Job 1: Please transcribe the passage of the audio components text from "Most of the" to "emerge much happier.".

[start Text]

Most of the components I sell will, used wisely, sound quite good in many other systems. Gilbert Yeung’s tubed preamps, for example, are legendary for breathing musical life into systems with other people’s all-solid-state amps. I know for a fact that Reynauds perform well with Audiomat integrated tube amps, and even with Plinius and Bryston solid state separates. Audio Note front ends appear to be the sort of beginning that no system can foul up. And Audio Note cable is legendary for bringing peace on earth and good will wherever it goes. But. But if you were to assemble a system from these same components, with an eye to synergy rather than peace-keeping, I suspect you would emerge much happier.

For example, while one could mate Audio Note electronics with Reynaud speakers satisfactorily, it soon becomes apparent that whereas the Audio Note gear is working toward grace, eloquence, and refinement, the Reynaud speakers want to break out, kick up the dust. They feel unnaturally tamed, held back. You are hearing a workable marriage but not a particularly happy or peaceful one. Then you hook up a Gilbert Yeung or Naim amp and everything changes: the Reynauds break free and commence to dance, and the whole room rocks joyfully. Even string quartets through a Yeung/Reynaud combination have a more robust quality that feels like a shared point of view about music rather than a compromise or decision by committee.

A comparable ‘situation’ arises when you (as I did) put a splendidly eloquent Audio Note M6 preamp on powerful, incisive Blue Circle AG8000 hybrid monoblock amps. Initially everything sounds terrific: we have both grace and power – all of that iron fist in the velvet glove baloney. And then, gradually, sure enough you can hear the dissension. The two components are working against each other, producing a dramatic but not a natural result. We have sonic not musical drama, an artificial construct. The initial excitement pales before an instinct to call in a referee. Some may prefer an Audio Note M6 preamp to a Blue Circle AG3000 preamp or vice versa, just as some prefer Apollo, some Dionysus. But making the god dance with the faun does not enable either to perform to its advantage.

[end Text]
[start Record extracts]

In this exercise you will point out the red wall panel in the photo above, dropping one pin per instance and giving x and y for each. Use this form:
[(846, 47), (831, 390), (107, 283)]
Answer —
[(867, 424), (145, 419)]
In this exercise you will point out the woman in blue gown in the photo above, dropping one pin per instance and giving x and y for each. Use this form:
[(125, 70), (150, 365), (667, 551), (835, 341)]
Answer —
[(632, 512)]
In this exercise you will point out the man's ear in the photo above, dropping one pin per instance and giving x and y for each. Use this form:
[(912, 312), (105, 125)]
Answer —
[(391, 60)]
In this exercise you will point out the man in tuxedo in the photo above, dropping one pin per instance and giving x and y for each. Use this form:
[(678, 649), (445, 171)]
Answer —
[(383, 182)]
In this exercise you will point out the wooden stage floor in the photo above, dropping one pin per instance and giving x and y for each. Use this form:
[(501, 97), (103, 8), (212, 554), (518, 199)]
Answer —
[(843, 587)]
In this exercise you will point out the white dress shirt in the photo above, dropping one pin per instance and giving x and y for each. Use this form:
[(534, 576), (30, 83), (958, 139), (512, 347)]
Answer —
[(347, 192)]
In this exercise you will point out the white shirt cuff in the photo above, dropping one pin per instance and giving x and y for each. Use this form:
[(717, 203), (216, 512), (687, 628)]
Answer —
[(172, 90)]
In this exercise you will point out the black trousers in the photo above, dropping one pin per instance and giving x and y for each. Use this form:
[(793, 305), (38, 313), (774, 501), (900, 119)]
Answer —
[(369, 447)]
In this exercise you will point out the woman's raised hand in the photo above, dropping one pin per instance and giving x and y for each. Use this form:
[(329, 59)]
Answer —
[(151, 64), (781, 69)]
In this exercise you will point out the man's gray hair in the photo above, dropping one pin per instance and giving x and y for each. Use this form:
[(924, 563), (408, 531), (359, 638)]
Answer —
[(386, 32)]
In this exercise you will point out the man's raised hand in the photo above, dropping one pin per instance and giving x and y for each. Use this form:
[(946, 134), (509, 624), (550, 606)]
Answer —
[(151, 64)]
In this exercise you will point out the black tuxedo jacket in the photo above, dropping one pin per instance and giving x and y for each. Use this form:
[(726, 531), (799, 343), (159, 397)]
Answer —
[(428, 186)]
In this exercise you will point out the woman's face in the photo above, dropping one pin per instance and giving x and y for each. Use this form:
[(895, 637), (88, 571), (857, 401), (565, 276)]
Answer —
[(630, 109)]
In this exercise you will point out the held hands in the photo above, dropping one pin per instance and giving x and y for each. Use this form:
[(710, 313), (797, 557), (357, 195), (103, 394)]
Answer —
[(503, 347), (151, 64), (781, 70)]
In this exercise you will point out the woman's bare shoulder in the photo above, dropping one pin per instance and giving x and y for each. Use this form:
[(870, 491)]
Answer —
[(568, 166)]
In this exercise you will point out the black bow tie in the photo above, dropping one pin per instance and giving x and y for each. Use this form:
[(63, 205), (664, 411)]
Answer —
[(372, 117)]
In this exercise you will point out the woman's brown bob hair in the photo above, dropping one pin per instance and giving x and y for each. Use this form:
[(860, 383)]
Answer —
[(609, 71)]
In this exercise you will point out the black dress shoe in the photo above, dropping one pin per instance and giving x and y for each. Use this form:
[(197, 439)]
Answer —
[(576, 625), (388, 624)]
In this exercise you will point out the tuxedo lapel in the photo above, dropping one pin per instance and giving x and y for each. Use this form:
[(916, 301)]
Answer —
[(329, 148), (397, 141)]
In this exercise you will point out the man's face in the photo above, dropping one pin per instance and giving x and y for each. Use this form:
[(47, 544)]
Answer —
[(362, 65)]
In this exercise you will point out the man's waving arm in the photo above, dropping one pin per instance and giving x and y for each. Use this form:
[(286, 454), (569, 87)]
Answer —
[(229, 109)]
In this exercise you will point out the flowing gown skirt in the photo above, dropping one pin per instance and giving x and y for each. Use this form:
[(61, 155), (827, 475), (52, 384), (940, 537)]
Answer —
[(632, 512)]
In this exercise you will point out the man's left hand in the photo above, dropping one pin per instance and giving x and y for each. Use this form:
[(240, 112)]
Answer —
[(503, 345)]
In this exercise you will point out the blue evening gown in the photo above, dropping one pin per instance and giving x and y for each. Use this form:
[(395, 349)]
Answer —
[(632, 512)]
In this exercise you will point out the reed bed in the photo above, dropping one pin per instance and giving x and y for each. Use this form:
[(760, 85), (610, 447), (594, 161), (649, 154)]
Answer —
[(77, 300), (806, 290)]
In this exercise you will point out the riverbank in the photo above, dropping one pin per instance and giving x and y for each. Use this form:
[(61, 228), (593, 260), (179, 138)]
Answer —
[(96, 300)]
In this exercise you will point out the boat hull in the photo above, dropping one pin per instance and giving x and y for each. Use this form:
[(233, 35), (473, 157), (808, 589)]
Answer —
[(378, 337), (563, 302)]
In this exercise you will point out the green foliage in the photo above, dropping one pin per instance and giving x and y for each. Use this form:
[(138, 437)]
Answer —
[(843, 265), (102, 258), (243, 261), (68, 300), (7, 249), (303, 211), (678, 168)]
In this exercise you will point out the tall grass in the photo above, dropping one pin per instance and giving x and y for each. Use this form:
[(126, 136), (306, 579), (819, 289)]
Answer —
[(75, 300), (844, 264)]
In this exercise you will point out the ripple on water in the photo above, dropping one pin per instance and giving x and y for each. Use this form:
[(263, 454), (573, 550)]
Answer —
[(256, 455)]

[end Record extracts]

Job 2: Format the saved entries from the line with "In this exercise you will point out the black tuxedo" to the line with "[(428, 186)]" as a Markdown table with columns Row and Entry, leaving out blank lines.

Complete answer 1:
Most of the components I sell will, used wisely, sound quite good in many other systems. Gilbert Yeung’s tubed preamps, for example, are legendary for breathing musical life into systems with other people’s all-solid-state amps. I know for a fact that Reynauds perform well with Audiomat integrated tube amps, and even with Plinius and Bryston solid state separates. Audio Note front ends appear to be the sort of beginning that no system can foul up. And Audio Note cable is legendary for bringing peace on earth and good will wherever it goes. But. But if you were to assemble a system from these same components, with an eye to synergy rather than peace-keeping, I suspect you would emerge much happier.

Complete answer 2:
| Row | Entry |
|---|---|
| 1 | In this exercise you will point out the black tuxedo jacket in the photo above, dropping one pin per instance and giving x and y for each. Use this form: |
| 2 | [(726, 531), (799, 343), (159, 397)] |
| 3 | Answer — |
| 4 | [(428, 186)] |